8月3日(月): 帰省の慎重論が都道府県知事から相次いだ日中年にとっては「画面が遠い」………

 会社からの指示もあって、今日から数日間は在宅勤務。いよいよテレワーク用に支給されたノートPCを、本格的に仕事に使うことになりそうだ。

 本日の主な仕事は原稿と企画書の作成。さっそく、ワードを起動して、原稿を作成していくのだが……。うん、フルサイズキーボードとはいえ、タイプ感が変わって原稿が打ちにくい。自宅で使っているUSB接続のキーボードとマウスを、ノートPCに接続。これで操作感はオフィスと同じになった。

キーボードとマウスをノートPCに接続。気軽に自宅のデスクトップマシンと差し替えられるように、後でUSBハブも用意した

 ただ、この状態だと身体とノートPCの間にUSBキーボードを挟むことになるため、画面がいつもよりも遠くなった。その距離は約80cm。筆者の視力は眼鏡で補正して0.6程度なのだが、100%表示+10.5ポイントの文字がボヤけて見える。ほかにも……。

取り組む課題 —
- a) 引用文に照らして、次の記述がそれぞれ合っているかを「はい」か「いいえ」で判定し、決め手となる引用文の語句をそのまま引いて示せ。(i) 筆者は今日から数日間、在宅勤務になる。(ii) 身体と画面の距離は約50cmになった。(iii) 筆者は自宅で使っているUSB接続のキーボードとマウスをノートPCにつないだ。
- b) 引用文のうち、「8月3日(月): 帰省の慎重」を含む語句から始めて「感はオフィスと同じになった。」で終わる部分を、「原稿」を「記事」に差し替えたうえで書き出してください。

(抽出データのエントリ)
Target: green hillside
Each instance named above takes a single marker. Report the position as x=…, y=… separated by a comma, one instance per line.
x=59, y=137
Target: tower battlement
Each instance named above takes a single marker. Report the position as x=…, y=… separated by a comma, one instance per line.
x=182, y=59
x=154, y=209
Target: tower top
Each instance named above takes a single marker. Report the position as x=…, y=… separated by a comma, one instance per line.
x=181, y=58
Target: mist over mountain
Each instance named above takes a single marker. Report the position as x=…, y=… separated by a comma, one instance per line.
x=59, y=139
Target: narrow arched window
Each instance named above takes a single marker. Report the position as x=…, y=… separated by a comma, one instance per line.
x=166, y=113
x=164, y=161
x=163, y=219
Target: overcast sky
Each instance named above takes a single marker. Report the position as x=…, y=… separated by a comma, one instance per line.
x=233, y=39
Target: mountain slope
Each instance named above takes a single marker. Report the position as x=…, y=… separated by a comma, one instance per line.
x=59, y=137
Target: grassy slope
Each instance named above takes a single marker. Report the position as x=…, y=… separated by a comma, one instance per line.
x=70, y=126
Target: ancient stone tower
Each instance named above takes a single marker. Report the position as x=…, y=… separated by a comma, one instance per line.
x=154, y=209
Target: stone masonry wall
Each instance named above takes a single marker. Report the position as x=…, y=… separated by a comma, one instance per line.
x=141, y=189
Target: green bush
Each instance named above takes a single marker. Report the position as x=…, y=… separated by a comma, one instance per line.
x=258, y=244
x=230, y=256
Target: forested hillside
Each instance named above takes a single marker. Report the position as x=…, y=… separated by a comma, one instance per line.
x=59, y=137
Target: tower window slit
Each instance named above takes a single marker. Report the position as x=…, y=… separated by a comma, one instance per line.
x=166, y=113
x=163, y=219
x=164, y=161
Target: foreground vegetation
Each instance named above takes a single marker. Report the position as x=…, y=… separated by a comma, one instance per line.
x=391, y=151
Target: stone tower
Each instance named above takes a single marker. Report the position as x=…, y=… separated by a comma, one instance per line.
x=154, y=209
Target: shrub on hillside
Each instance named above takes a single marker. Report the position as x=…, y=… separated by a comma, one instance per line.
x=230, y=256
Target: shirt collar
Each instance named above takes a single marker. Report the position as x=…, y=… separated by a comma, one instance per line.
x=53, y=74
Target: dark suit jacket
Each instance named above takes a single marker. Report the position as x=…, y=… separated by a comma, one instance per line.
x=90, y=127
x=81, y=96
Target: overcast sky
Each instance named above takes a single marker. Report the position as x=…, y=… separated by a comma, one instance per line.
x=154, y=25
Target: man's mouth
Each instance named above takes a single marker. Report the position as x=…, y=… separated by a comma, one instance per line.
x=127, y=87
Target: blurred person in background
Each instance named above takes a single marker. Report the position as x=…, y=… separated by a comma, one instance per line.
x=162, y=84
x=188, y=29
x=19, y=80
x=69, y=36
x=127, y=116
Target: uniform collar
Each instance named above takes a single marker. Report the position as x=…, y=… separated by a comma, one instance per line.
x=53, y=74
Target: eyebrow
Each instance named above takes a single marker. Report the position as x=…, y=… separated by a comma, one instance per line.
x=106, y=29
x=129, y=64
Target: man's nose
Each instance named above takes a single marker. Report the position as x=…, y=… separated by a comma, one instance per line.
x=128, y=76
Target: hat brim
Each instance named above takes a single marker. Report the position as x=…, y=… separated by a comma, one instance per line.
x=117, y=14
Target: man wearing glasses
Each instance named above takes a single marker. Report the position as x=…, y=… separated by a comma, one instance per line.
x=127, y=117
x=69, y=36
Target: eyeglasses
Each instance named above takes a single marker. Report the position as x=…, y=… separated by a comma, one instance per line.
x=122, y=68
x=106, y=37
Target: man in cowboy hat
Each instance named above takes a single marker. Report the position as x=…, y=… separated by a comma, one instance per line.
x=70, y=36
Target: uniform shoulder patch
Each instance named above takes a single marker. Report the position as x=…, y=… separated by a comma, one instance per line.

課題別の解答 —
- a)
(i) はい。「今日から数日間は在宅勤務」
(ii) いいえ。「その距離は約80cm」
(iii) はい。「自宅で使っているUSB接続のキーボードとマウスを、ノートPCに接続」

- b)
8月3日(月): 帰省の慎重論が都道府県知事から相次いだ日中年にとっては「画面が遠い」………

 会社からの指示もあって、今日から数日間は在宅勤務。いよいよテレワーク用に支給されたノートPCを、本格的に仕事に使うことになりそうだ。

 本日の主な仕事は記事と企画書の作成。さっそく、ワードを起動して、記事を作成していくのだが……。うん、フルサイズキーボードとはいえ、タイプ感が変わって記事が打ちにくい。自宅で使っているUSB接続のキーボードとマウスを、ノートPCに接続。これで操作感はオフィスと同じになった。